■ EXERCISE DESCRIPTION ■
Reproduce the lines from the one containing "Could you kindly segment every instance of the **white steel" through the one containing "122], [61, 120]]]", both included, and no others.

Start of EXERCISE DATA

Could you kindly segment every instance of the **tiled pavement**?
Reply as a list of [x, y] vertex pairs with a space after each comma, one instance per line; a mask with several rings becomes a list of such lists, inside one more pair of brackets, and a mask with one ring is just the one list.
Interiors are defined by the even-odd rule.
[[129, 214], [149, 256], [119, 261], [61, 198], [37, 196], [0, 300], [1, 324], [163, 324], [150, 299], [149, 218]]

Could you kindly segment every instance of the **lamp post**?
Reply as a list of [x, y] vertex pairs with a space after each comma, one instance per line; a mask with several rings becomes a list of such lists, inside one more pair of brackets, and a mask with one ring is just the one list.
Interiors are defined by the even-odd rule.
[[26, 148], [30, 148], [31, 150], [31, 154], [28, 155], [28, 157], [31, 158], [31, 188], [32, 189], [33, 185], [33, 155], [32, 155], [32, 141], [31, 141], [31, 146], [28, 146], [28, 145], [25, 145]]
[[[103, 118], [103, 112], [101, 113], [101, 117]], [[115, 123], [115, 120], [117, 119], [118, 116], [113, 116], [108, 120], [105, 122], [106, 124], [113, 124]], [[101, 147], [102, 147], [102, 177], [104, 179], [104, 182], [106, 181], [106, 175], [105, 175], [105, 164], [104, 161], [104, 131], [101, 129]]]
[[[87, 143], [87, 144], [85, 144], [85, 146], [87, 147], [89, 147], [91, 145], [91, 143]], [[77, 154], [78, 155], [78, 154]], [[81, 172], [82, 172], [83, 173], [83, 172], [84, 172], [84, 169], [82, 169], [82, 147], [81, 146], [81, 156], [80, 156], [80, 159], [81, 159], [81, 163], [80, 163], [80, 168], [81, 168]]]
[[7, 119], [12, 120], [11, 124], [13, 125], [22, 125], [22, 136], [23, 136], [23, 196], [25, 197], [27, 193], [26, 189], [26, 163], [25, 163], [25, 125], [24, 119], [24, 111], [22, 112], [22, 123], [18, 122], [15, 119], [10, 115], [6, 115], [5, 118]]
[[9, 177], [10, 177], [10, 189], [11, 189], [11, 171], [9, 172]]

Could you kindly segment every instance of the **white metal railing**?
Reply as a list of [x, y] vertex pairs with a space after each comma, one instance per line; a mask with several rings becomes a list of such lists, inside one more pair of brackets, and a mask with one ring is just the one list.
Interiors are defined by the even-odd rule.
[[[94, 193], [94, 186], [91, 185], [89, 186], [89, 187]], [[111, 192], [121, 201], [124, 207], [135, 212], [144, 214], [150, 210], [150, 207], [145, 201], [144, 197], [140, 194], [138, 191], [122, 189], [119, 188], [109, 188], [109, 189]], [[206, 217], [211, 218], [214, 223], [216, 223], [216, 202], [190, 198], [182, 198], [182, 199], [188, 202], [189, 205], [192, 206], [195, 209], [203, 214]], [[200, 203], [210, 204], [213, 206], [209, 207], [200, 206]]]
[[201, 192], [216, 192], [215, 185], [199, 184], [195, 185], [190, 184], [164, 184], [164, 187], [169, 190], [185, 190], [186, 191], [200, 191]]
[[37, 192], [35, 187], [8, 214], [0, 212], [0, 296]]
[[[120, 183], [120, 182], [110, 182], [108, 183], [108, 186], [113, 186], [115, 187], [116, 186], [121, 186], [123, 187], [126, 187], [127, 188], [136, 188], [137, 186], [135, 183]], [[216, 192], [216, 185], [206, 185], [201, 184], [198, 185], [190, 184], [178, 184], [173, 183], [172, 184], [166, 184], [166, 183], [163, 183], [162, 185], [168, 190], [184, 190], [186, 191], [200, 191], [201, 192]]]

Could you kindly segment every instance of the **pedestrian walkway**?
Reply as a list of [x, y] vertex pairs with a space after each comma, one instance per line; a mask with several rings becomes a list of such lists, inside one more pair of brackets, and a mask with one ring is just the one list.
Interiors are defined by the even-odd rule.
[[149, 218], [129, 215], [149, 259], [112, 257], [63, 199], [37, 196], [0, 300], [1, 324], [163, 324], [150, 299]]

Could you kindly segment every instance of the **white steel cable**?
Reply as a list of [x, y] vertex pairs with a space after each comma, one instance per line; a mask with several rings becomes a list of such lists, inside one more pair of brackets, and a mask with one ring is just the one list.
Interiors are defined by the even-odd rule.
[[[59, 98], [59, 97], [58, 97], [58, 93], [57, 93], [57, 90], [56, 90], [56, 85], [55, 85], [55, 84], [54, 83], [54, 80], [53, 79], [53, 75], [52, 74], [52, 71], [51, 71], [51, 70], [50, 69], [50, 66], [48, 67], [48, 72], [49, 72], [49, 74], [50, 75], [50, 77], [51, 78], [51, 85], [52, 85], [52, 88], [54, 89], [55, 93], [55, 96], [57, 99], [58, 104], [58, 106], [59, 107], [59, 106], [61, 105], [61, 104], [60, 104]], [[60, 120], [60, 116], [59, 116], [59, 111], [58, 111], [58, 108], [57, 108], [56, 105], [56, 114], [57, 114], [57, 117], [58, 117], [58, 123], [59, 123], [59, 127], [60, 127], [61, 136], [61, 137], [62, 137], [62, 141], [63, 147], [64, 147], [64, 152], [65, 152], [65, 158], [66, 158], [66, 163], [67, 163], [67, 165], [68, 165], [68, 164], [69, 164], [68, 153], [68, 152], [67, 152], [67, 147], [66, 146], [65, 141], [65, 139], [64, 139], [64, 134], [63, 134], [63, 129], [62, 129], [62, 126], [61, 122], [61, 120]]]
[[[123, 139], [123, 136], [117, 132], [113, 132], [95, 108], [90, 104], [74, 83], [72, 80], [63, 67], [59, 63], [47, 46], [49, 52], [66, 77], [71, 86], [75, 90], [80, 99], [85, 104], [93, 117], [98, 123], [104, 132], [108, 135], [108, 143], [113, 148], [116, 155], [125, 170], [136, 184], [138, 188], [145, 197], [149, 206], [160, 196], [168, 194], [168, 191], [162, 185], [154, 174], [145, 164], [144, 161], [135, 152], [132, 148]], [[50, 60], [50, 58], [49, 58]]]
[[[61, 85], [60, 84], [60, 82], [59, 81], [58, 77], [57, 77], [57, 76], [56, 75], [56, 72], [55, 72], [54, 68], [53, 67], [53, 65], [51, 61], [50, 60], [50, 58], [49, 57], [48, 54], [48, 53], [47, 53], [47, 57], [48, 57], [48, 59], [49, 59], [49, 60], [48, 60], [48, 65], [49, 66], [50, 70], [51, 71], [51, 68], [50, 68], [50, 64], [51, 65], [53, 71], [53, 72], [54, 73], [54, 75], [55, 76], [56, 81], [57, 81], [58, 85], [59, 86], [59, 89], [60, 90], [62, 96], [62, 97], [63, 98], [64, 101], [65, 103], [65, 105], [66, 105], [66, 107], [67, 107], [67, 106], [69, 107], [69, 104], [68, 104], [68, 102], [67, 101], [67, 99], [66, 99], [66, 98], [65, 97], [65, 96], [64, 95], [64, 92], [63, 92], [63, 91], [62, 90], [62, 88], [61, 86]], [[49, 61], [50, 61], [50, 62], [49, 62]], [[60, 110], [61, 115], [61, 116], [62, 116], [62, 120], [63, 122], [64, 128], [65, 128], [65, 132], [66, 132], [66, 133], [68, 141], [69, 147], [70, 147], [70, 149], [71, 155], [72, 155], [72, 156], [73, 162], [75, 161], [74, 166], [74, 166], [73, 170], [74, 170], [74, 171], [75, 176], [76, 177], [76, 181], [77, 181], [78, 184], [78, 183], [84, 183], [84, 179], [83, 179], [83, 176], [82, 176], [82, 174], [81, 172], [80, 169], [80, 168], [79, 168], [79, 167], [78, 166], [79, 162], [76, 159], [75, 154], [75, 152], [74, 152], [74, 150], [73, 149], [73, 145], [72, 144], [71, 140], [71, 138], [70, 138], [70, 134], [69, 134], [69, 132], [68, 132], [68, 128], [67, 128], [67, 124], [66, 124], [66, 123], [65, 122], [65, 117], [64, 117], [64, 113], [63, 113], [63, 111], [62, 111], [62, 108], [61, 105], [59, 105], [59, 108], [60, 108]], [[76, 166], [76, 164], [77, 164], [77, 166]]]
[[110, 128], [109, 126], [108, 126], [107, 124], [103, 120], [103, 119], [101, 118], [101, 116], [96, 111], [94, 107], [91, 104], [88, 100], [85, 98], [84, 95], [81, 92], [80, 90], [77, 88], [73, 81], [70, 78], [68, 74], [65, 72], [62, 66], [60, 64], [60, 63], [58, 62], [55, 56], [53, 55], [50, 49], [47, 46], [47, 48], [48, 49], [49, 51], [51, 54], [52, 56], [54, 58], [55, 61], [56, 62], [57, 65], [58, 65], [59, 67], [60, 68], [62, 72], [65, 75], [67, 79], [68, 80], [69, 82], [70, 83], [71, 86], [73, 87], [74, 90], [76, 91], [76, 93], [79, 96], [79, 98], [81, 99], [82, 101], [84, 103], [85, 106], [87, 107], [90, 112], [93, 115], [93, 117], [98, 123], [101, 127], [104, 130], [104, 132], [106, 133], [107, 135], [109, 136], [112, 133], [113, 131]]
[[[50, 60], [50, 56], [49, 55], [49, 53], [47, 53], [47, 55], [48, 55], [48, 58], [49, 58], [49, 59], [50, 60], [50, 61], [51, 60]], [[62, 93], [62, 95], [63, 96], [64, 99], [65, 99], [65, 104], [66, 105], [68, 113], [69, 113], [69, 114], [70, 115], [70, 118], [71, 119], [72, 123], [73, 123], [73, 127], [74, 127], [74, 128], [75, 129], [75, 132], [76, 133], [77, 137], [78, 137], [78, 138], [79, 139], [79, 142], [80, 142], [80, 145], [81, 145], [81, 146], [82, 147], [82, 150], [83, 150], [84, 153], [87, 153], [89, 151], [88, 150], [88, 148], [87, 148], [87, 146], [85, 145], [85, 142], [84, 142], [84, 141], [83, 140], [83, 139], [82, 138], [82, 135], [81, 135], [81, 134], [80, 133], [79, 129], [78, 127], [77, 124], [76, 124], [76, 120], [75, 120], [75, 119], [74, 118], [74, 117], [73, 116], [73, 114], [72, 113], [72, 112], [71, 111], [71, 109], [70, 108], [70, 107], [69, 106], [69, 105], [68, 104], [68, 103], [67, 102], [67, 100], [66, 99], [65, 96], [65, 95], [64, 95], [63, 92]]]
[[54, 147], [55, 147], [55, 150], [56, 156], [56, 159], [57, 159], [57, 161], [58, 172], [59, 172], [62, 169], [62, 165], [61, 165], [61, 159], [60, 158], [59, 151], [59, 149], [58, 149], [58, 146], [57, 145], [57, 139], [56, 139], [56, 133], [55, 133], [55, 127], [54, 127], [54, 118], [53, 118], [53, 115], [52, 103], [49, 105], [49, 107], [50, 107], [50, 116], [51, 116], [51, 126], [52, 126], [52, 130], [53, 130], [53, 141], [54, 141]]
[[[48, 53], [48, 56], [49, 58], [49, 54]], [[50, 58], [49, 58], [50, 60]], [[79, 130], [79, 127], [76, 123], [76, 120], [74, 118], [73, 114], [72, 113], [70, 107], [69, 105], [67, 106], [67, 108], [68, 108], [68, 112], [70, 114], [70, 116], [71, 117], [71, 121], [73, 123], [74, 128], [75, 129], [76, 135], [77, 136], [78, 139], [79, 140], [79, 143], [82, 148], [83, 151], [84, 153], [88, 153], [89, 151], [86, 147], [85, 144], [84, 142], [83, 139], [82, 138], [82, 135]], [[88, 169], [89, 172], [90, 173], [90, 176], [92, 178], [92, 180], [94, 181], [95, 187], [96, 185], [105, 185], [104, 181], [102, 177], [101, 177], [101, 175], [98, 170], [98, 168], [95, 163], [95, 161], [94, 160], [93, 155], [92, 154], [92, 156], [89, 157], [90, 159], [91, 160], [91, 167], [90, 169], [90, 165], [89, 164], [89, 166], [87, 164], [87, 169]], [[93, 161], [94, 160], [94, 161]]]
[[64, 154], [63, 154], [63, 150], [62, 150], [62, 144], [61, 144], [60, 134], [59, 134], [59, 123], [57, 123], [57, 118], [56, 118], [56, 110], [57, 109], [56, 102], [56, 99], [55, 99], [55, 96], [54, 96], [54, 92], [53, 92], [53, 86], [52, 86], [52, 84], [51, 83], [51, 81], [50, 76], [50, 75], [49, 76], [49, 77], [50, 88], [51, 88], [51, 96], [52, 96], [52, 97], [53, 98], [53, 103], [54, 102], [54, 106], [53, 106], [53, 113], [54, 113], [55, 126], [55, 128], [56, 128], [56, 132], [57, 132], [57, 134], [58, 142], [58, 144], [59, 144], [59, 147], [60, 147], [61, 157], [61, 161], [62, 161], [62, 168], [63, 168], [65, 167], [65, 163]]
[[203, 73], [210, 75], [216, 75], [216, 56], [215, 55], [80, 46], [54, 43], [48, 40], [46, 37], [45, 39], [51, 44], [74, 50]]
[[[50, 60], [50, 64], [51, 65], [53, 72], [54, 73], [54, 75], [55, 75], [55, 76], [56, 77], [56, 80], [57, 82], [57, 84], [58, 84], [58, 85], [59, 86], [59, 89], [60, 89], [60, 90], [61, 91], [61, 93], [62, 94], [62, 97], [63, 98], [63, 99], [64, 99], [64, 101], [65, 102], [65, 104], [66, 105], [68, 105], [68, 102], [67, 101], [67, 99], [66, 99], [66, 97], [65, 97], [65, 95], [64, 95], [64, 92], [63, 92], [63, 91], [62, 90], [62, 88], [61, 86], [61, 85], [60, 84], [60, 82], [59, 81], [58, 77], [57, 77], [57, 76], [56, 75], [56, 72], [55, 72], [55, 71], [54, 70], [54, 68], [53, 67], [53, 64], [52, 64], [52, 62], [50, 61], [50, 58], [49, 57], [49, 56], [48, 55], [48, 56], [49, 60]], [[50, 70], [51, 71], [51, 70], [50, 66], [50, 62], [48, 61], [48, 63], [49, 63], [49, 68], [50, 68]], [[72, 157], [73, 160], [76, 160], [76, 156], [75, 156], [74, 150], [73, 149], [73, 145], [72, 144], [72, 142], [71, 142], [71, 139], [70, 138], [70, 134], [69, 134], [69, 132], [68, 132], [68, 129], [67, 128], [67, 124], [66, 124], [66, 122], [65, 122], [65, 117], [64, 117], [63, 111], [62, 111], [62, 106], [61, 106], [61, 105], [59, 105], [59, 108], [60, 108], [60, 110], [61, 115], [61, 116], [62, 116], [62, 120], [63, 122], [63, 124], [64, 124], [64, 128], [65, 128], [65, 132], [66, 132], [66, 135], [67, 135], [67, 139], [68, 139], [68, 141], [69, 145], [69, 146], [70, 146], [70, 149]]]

End of EXERCISE DATA

■ RESULT FOR THIS TASK ■
Could you kindly segment every instance of the **white steel cable**?
Reply as a list of [x, y] vertex pairs with a space after each comma, one instance per line; a mask with several rings becomes a list of such lists, inside one more pair of brackets, and a mask with one ring is just the one list.
Interiors are defined by the even-odd rule.
[[[59, 98], [59, 97], [58, 97], [58, 93], [57, 93], [57, 90], [56, 90], [56, 85], [55, 85], [55, 84], [54, 83], [54, 80], [53, 79], [53, 75], [52, 74], [52, 71], [51, 71], [51, 70], [50, 69], [50, 66], [48, 67], [48, 72], [49, 72], [49, 74], [50, 75], [50, 77], [51, 78], [51, 85], [52, 85], [52, 88], [54, 89], [55, 93], [55, 96], [57, 99], [58, 104], [58, 106], [59, 107], [59, 106], [61, 105], [61, 104], [60, 104]], [[60, 120], [60, 116], [59, 116], [59, 111], [58, 111], [58, 108], [57, 108], [56, 105], [56, 114], [57, 114], [57, 117], [58, 117], [58, 123], [59, 123], [59, 127], [60, 127], [61, 136], [61, 137], [62, 137], [62, 141], [63, 147], [64, 147], [64, 152], [65, 152], [65, 158], [66, 158], [66, 163], [67, 163], [67, 165], [68, 165], [68, 164], [69, 164], [68, 153], [68, 152], [67, 152], [67, 147], [66, 146], [65, 141], [65, 139], [64, 139], [64, 134], [63, 134], [63, 129], [62, 129], [62, 126], [61, 122], [61, 120]]]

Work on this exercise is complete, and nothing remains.